● **Text**
Well, I'm not a film reviewer. I'm not really a fan of film reviewers as their job involves pretending that there is an objective standard that governs how much everyone will enjoy a film (well, some of them are smart enough not to dress their opinion as anything else). Everyone enjoys films in different ways and I like to use my own judgment to decide if a film is worth my time or not (well, that and the opinions of a few trusted individuals who's taste in films is very similar to my own).
So this isn't a review, it's just my honest reaction to the film and you may judge for yourselves if my opinion is likely to be similar to your own.
I loved it. There were a couple of small points that I wasn't happy with but there was so much that I really enjoyed that I left the cinema very happy indeed. It has a very frantic pace, especially when compared to the glacial pace of the TV series. But, in my opinion, it works.
I'll now talk about different aspects of the film.
The Cast. Each member of the cast has brought a new interpretation of their character to the film but they are still definitely the same characters. Martin Freeman is very funny but also very human. He's less of a caricature of Britishness than Simon Jones's interpretation.
Mos Def is an excellent laid back Ford who occasionally has slightly manic (David Dixon style) moments. I don't think everyone will like his delivery of some of the lines as he can be very dead-pan at times but I found him very watchable and likable.
Sam Rockwell's Zaphod is either lovable or irritating depending on your loony-tolerance. I found his over-the-top performance was just perfect for Zaphod, and frequently had me in stitches.

● **Data shown**
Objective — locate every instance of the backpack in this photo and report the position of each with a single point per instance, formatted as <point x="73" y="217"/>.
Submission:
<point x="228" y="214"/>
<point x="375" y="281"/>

● **Directions**
1. In the post reacting to the film, which actor plays Zaphod?
2. Copy part of the post reacting to the film word for word. Begin at the words "So this isn't" and stop after "Simon Jones's interpretation.".
3. Carry on the post reacting to the film from where it stops.

● **Solved problems**
1. Sam Rockwell

2.
So this isn't a review, it's just my honest reaction to the film and you may judge for yourselves if my opinion is likely to be similar to your own.
I loved it. There were a couple of small points that I wasn't happy with but there was so much that I really enjoyed that I left the cinema very happy indeed. It has a very frantic pace, especially when compared to the glacial pace of the TV series. But, in my opinion, it works.
I'll now talk about different aspects of the film.
The Cast. Each member of the cast has brought a new interpretation of their character to the film but they are still definitely the same characters. Martin Freeman is very funny but also very human. He's less of a caricature of Britishness than Simon Jones's interpretation.

3.
Zooey Deschanel. Mmmm....Zooey. She's the best Trillian ever! She's adorable, funny, charming, intelligent and finally has an emotional depth that was missing from all other incarnations. She works well with both Zaphod and Arthur and their interactions were believable.
Bill Nighy gave a performance that managed to be nothing like Richard Vernon's yet at the same time definitely Slartibartfast. Very funny. Very human.
Stephen Fry is someone who I new would be good. He has the intelligence needed to get the delivery right and a mysterious gentle voice (like God has popped round for a cup of tea).
The Effects, sets and puppets. Wonderful. I loved the Vogon puppets, it made them seem much more real than any CG character (yes, even Gollum). The sets looked great and there is one nice tracking shot down a Vogon corridor that shows just how huge the set was. Every set is packed with detail, I cannot wait for the DVD. The Magrathea 'factory floor' is breathtaking - especially on the big-screen. Zaphod's second head isn't brilliantly executed but it didn't bother me much.
The Guide entries. I'm a big Shynola fan. I was extremely excited when I learned that they would be doing the guide entries. I wasn't disappointed - the guide entries look great and are packed with the inventive wit that characterises Shynola's work. The way they visually interpret the words of the guide entries is very clever and matches the wit of the original animations in the TV series but with a more modern approach.
The Music. The Dolphin song at the start was wonderful. Call me a softy but a couple of the lines nearly brought a tear to my eye. The music for the guide entries fit really well. The new orchestrated version of Journey of the Sorcerer is great. I was too wrapped up in the experience to really notice the music, I'll have to see it again (or buy the soundtrack)! Editing. The film flies along at an incredible pace but for me it never suffered from the 'why are we here now?' problem that some film (The Phantom Menace) suffer from. I really couldn't tell you how someone new to Hitchhiker's Guide might react. The destruction of the Earth is particularly well handled, managing to be both funny and moving.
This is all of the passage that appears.